» 任务要求
根据下方选文，移动方块视频预测问题在技术上属于哪一类问题？

» 选文
---*---

8.2 Moving Square Video Prediction Problem

设计了移动方块视频预测问题来演示CNN的LSTM算法。这个问题涉及到一系列帧的生成。在每个图像中，从左到右或从右到左画一条线。每一帧显示一行的一个像素的扩展。模型的任务是在帧序列中对这条线是向左移动还是向右移动进行分类。从技术上讲，该问题是一个多对一预测模型框架下的序列分类问题。
在这里插入图片描述
这个测试问题可以分解为以下几个步骤：

Image Initialization.
Adding Steps.
Instance Generator.

8.2.1 Image Initialization

定义一个填充0值的2D NumPy数组，生成10×10的像素方块。

from numpy import zeros
frame = zeros((10,10))

为该行的第一步选择行。使用randint()函数来选择0到9之间的一致随机整数。

from random import randint
step = randint(0, 10-1)

使用random()函数决定是在图像的左侧还是右侧绘制这条线。如果是右边，将从左边开始，或者第0列；如果是左边，将从右边开始，或者第9列。

from random import random
right = 1 if random() < 0.5 else 0
col = 0 if right else size-1

标出这条线的起点。

frame[step, col] = 1

8.2.2 Adding Steps

将步骤（steps）添加到行中。下一步必须是前一步的一个函数。将它限制在沿着(左或右)的下一列中，并在同一行中，即上面的行或下面的行。\通过图像的边界来限制移动，例如，在第0行以下或第9行以上没有移动。

---*---

» 数据行
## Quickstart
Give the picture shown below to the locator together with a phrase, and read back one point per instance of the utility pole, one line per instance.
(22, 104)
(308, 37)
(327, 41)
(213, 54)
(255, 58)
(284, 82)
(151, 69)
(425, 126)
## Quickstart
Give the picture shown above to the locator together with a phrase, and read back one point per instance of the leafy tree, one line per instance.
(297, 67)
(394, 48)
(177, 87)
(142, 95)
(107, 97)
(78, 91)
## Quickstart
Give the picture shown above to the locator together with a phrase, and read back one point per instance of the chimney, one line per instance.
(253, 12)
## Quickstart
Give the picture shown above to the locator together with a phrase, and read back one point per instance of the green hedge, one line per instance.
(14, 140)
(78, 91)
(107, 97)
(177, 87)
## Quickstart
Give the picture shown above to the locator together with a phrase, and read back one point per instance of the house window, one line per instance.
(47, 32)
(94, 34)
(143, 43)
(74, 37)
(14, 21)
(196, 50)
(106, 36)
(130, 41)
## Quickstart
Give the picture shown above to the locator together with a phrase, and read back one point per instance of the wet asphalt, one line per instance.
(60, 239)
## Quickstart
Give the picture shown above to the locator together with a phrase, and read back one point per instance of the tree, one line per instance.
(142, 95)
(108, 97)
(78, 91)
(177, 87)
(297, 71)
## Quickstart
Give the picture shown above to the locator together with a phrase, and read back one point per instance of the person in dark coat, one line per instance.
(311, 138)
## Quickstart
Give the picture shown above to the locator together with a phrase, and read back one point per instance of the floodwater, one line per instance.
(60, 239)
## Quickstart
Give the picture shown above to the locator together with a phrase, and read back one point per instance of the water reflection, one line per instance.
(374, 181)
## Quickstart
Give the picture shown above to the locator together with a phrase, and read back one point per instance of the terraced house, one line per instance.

---*---

» 参考答案
多对一预测模型框架下的序列分类问题。